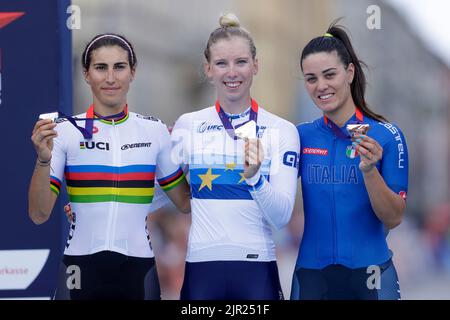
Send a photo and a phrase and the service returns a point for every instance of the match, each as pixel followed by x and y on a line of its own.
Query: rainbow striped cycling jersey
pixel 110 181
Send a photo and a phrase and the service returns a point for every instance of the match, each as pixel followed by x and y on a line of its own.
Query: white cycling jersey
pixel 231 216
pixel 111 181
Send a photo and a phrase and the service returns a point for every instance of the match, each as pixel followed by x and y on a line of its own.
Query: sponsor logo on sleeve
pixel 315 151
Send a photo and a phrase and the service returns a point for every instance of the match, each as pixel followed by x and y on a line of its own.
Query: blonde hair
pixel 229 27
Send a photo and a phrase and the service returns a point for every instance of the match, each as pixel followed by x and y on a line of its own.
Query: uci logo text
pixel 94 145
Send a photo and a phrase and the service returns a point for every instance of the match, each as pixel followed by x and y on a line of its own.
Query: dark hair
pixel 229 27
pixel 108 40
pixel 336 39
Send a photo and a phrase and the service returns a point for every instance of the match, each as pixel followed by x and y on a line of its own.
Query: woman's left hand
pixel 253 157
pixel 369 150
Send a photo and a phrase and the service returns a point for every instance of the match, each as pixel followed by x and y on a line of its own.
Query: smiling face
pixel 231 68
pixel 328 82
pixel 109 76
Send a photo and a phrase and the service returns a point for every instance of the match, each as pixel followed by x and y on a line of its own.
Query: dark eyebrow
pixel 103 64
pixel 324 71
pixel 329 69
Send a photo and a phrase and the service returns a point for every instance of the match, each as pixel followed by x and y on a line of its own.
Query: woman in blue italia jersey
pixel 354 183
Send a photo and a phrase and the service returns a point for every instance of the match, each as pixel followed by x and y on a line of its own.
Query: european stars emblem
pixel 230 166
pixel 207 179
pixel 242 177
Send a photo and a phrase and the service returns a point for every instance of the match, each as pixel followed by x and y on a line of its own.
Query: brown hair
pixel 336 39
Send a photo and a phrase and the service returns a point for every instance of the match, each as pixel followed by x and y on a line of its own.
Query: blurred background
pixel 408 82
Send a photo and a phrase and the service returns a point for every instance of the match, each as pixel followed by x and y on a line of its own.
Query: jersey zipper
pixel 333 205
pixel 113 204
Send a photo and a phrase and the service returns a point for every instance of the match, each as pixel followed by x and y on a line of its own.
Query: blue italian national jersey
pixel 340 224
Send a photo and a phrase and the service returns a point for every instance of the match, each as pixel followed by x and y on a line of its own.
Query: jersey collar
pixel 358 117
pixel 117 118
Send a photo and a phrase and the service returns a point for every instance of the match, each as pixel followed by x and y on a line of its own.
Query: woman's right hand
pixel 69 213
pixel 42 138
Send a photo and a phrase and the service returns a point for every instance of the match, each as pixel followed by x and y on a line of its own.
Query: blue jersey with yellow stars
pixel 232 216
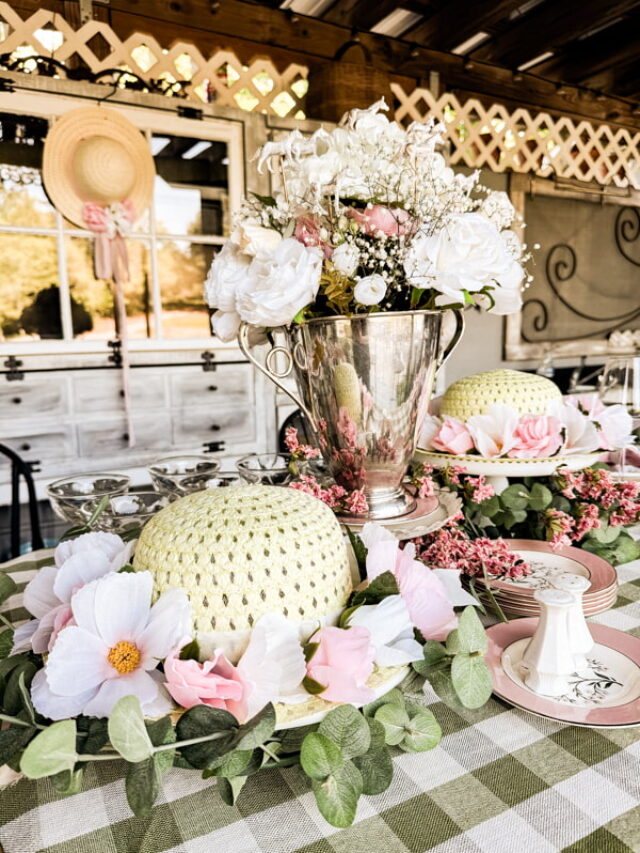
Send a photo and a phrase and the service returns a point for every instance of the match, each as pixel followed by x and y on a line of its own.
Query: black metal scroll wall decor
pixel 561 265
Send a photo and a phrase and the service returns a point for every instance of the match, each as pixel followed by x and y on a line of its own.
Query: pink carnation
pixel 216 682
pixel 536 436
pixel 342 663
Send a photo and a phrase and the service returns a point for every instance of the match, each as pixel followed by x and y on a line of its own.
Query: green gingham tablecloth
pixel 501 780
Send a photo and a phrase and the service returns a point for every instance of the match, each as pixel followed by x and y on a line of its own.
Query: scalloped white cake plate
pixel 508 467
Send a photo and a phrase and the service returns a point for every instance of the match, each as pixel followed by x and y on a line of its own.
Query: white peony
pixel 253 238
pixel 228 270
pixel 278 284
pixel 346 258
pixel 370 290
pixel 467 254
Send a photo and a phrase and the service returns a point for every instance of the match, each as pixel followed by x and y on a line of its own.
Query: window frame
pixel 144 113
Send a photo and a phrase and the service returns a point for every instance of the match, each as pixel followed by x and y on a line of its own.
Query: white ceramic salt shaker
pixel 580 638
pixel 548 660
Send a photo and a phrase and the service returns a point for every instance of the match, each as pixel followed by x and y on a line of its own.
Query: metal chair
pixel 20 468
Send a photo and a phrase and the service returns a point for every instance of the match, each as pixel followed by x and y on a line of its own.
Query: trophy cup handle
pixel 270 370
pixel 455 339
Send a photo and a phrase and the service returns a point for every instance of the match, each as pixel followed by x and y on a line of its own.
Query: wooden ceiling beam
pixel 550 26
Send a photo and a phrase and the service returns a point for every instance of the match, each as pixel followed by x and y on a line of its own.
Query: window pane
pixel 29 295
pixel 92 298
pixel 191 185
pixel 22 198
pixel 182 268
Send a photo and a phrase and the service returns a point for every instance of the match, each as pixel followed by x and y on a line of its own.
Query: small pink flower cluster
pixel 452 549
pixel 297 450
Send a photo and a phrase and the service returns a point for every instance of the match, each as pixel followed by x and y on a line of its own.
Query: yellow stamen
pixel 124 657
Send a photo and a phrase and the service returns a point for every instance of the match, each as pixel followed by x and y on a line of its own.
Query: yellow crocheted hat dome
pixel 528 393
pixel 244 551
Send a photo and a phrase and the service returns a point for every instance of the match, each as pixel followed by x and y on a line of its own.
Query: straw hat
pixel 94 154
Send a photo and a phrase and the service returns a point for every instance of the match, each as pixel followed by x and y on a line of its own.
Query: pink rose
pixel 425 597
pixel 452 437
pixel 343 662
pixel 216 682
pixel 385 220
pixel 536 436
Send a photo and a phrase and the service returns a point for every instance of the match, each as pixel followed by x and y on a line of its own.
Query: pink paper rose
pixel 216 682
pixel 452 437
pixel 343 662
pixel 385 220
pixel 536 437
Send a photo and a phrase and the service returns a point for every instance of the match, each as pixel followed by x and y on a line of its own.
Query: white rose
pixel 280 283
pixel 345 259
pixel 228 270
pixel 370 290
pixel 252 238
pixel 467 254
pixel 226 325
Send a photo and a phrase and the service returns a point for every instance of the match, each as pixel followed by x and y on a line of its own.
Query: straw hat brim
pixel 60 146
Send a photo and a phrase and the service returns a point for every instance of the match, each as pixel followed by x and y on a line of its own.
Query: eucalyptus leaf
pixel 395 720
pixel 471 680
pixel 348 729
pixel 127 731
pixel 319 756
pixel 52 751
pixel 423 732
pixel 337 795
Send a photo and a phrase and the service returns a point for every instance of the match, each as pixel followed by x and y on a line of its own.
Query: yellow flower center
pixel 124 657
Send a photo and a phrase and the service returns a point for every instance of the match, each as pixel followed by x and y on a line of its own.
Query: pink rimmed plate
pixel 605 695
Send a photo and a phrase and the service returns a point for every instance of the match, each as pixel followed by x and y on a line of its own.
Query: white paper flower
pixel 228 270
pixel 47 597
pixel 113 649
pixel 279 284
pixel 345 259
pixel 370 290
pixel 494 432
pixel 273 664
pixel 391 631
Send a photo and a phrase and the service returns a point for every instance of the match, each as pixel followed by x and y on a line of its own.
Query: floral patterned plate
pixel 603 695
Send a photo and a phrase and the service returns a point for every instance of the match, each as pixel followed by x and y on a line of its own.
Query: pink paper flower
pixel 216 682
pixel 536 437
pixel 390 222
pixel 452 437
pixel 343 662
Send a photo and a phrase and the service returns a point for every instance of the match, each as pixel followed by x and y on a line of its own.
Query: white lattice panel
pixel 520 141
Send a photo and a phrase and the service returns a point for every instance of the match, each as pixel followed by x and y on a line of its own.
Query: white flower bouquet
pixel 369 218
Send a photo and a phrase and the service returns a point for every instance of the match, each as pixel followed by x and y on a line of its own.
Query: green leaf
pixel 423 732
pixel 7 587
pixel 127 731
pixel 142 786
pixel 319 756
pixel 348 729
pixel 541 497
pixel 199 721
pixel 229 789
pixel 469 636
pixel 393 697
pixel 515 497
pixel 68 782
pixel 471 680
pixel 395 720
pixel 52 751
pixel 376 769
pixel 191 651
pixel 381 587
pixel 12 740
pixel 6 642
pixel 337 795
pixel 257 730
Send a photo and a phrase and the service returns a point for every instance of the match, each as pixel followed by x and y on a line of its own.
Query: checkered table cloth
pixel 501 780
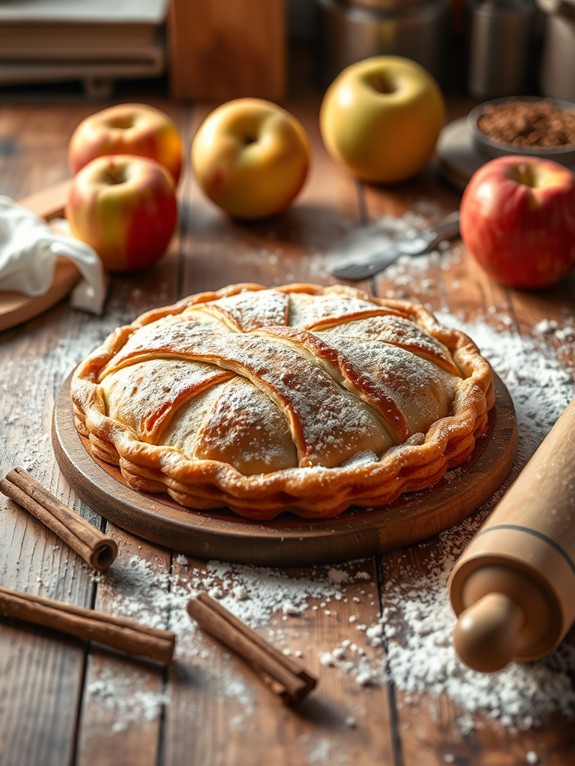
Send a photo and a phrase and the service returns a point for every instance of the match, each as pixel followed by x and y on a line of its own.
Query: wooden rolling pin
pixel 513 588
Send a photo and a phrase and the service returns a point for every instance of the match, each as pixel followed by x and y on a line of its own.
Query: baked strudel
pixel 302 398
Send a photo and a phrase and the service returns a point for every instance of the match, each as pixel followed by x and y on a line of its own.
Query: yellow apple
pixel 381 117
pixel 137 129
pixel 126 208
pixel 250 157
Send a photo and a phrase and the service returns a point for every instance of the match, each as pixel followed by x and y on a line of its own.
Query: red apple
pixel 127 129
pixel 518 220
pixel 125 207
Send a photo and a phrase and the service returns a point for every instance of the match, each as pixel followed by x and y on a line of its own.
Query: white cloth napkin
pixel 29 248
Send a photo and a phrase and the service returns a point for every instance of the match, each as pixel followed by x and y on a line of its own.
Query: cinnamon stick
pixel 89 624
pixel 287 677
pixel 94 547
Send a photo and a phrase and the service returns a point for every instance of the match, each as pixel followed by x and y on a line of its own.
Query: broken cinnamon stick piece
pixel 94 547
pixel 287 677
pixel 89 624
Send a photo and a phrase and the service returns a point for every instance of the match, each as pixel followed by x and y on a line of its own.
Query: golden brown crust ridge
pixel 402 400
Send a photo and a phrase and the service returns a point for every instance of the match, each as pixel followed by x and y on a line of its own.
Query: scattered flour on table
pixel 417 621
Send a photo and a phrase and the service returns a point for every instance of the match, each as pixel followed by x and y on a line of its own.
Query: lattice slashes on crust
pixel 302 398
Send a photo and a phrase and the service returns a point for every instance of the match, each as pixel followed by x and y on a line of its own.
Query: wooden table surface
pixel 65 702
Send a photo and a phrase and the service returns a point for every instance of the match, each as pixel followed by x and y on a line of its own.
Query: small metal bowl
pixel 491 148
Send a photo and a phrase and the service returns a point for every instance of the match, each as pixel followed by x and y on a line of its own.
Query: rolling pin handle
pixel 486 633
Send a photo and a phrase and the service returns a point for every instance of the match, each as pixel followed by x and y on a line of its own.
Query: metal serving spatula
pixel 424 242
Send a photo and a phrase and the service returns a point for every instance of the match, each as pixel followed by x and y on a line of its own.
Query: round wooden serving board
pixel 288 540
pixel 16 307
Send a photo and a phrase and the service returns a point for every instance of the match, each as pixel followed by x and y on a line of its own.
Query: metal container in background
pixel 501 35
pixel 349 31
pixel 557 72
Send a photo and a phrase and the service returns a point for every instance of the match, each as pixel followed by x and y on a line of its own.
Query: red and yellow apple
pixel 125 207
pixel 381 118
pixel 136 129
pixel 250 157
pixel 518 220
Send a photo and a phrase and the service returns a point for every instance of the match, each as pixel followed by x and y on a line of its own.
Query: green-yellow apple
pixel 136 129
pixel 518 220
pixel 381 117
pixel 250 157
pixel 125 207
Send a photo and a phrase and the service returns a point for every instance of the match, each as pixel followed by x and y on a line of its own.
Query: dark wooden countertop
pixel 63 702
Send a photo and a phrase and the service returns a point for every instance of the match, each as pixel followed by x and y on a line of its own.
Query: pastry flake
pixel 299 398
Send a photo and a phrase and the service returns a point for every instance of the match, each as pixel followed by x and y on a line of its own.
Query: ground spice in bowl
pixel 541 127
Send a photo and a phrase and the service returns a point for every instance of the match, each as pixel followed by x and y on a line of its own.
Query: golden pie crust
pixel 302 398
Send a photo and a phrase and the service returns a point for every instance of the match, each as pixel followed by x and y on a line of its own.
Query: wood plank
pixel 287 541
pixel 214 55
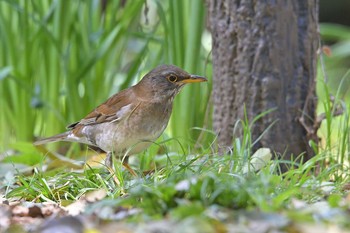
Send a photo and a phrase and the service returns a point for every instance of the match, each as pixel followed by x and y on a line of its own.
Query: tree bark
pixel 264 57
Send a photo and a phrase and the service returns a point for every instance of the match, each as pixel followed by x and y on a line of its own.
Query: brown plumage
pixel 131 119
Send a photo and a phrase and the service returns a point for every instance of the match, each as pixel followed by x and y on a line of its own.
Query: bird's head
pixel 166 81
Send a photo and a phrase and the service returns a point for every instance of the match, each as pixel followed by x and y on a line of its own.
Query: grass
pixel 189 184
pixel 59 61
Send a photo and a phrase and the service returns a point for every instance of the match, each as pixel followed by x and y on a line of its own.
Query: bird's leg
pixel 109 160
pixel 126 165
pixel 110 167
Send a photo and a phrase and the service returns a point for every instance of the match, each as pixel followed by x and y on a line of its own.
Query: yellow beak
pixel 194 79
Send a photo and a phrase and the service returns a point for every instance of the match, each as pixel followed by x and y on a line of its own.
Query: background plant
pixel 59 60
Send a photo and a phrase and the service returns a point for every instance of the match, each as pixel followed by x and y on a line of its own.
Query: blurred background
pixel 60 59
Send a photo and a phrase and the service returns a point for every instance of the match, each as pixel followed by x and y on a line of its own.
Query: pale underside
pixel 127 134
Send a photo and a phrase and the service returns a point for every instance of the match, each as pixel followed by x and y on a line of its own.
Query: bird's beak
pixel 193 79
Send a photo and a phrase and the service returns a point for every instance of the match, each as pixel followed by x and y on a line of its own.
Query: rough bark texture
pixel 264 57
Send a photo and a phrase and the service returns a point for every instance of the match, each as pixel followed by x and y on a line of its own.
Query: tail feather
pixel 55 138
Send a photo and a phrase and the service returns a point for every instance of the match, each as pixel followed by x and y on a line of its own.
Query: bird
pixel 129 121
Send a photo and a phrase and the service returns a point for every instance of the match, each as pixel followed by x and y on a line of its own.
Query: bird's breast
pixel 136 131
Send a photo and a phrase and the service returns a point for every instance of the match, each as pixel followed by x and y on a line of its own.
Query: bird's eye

────────────────

== Job ==
Reproduce the entries word for word, from the start through the line containing "pixel 94 145", inclusive, leaving out the pictures.

== The answer ==
Send a photo and a phrase and the service returns a point for every instance of the match, each as pixel followed by x and y on a line of its own.
Query: rainbow striped cycling jersey
pixel 110 181
Send a photo and a phrase and the service returns a point for every instance of the match, each as pixel followed by x and y on a line of its own.
Query: white cycling jersey
pixel 231 216
pixel 111 181
Send a photo and a phrase and the service returns a point for every instance of the match, each as pixel followed by x and y on a line of its own.
Query: sponsor logo on sleeve
pixel 315 151
Send a photo and a phrase and the service returns a point for every instance of the match, each as pixel followed by x and y on a line of its own.
Query: blonde hair
pixel 229 27
Send a photo and a phrase and the service returns a point for every instance of the match, each as pixel followed by x and y on a line of its own.
Query: uci logo text
pixel 94 145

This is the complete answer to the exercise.